◆ Gestellte Aufgabe A
Beantworte zum Textauszug über die Revision der Klägerin diese Fragen:
(i) Nach welcher Vorschrift ergeht die Entscheidung?
(ii) Wie beurteilt der Senat die Revision der Klägerin, und mit welcher Mehrheit?
(iii) Von welchem Datum ist das genannte EuGH-Urteil Reemtsma Cigarettenfabriken?
◆ Gestellte Aufgabe B
Nenne alle Paragrafen, die der Textauszug über die Revision der Klägerin zusammen mit ihrem Gesetz anführt.

◆ Angezeigter Textauszug
· · ·
III. Die Entscheidung ergeht gemäß § 126a FGO. Der Senat hält einstimmig die Revision der Klägerin für unbegründet und eine mündliche Verhandlung nicht für erforderlich. Die Beteiligten sind davon unter Hinweis auf die maßgeblichen Gründe unterrichtet worden und hatten Gelegenheit zur Stellungnahme. Das FG hat zutreffend entschieden, dass die Voraussetzungen für eine abweichen­de Steuerfestsetzung aus Billigkeitsgründen nach § 163 AO sowie für einen Er­lass nach § 227 AO nicht gegeben sind, da der Klägerin ein sich aus dem Uni­onsrecht entsprechend dem EuGH-Urteil Reemtsma Cigarettenfabriken vom 15.03.2007 ‑ C‑35/05, EU:C:2007:167 ergebender Direktanspruch nicht zu­steht.
· · ·
◆ Vorliegende Datensätze
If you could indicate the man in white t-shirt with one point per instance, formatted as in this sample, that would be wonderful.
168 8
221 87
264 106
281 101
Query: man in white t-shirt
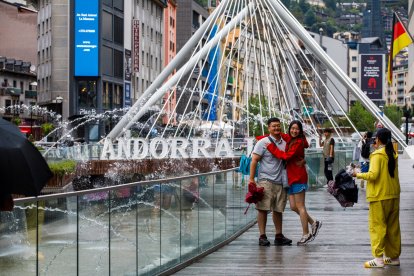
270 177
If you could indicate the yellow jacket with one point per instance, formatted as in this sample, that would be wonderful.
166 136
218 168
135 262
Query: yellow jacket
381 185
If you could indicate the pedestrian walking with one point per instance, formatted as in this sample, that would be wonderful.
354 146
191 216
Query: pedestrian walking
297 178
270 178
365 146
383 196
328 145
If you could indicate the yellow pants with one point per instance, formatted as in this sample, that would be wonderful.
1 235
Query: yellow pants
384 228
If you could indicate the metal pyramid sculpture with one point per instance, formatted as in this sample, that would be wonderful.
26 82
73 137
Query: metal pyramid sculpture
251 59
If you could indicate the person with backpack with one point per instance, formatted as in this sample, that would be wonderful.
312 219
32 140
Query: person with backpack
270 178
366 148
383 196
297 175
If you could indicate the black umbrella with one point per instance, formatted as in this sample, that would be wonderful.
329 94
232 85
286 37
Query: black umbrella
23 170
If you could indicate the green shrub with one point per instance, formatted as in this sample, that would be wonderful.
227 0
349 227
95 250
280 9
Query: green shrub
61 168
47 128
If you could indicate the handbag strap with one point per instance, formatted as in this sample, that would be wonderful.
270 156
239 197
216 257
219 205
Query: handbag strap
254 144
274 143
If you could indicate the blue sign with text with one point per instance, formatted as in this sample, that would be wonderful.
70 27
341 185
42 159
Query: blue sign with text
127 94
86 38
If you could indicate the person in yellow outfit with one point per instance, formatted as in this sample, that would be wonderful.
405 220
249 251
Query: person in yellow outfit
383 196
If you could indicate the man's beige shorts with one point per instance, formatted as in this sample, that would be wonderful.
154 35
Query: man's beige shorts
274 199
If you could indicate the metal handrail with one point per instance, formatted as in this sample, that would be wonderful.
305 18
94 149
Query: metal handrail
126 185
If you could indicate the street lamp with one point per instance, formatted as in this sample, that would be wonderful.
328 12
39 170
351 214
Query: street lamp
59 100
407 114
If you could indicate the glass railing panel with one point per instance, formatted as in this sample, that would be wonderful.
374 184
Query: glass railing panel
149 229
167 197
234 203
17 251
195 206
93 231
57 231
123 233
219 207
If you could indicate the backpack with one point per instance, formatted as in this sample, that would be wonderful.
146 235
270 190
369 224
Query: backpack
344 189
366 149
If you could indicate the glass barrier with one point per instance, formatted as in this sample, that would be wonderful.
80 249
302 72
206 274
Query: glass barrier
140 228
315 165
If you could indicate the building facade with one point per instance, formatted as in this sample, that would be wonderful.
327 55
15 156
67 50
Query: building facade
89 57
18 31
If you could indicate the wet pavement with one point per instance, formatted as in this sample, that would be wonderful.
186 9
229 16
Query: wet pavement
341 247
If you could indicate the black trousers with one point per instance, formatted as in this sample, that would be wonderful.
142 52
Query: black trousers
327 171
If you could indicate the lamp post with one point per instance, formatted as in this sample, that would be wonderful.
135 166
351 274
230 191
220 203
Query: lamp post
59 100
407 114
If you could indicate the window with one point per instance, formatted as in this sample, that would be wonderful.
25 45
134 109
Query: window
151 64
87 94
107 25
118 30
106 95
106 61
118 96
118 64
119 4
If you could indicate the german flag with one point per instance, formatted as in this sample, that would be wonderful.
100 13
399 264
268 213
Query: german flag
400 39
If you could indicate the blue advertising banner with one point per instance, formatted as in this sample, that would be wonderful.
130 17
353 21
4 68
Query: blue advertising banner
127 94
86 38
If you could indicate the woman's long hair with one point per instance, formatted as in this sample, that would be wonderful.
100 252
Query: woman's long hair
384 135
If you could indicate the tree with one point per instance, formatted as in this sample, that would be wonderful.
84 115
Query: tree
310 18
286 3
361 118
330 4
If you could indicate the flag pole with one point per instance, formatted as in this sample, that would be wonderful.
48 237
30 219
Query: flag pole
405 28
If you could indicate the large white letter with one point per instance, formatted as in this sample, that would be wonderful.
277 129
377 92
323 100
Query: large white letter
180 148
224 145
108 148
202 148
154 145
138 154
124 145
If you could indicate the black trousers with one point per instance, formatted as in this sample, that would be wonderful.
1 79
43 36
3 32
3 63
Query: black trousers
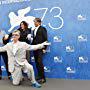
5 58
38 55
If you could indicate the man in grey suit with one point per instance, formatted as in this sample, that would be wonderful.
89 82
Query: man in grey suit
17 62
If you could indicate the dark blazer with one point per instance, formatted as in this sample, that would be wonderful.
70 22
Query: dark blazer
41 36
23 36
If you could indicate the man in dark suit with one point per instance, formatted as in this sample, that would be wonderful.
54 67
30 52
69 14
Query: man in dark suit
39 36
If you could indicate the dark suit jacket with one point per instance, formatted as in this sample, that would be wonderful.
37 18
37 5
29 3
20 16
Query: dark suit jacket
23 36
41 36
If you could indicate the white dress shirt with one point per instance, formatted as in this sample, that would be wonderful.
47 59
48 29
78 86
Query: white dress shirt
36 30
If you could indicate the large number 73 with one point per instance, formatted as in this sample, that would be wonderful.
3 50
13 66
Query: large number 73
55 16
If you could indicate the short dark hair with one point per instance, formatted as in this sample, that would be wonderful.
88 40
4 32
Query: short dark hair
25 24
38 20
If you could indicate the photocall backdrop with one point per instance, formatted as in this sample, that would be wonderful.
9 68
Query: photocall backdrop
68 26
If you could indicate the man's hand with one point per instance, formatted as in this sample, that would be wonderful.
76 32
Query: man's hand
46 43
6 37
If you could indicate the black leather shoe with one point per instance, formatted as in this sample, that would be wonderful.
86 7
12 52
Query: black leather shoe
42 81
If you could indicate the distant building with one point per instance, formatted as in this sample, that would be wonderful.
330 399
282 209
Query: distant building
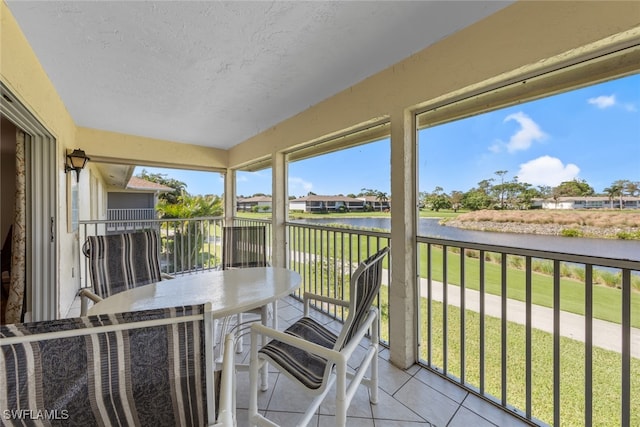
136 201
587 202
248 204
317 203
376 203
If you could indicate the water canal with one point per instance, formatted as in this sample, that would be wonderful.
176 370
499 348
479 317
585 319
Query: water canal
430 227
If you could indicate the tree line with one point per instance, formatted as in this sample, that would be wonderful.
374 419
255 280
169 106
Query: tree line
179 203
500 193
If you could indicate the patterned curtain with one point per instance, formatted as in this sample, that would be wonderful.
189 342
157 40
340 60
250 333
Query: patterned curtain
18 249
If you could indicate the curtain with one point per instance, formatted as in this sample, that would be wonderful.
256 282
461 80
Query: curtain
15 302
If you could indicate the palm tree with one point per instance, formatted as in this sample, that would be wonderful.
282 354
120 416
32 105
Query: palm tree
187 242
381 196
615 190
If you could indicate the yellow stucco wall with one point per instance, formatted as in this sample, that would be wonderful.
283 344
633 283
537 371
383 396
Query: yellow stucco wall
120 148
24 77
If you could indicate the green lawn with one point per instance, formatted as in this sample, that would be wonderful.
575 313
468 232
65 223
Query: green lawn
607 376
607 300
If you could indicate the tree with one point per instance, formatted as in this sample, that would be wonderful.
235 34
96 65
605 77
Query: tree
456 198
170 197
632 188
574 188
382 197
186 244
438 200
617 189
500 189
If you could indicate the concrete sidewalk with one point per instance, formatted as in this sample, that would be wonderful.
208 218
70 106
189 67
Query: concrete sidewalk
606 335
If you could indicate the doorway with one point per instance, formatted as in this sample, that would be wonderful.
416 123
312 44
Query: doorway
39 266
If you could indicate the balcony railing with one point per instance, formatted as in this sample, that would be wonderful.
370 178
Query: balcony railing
· · ·
◆ Lösung der Aufgabe A
(i) Nach § 126a FGO.
(ii) Er hält sie einstimmig für unbegründet.
(iii) Vom 15.03.2007.

◆ Lösung der Aufgabe B
§ 126a FGO
§ 163 AO
§ 227 AO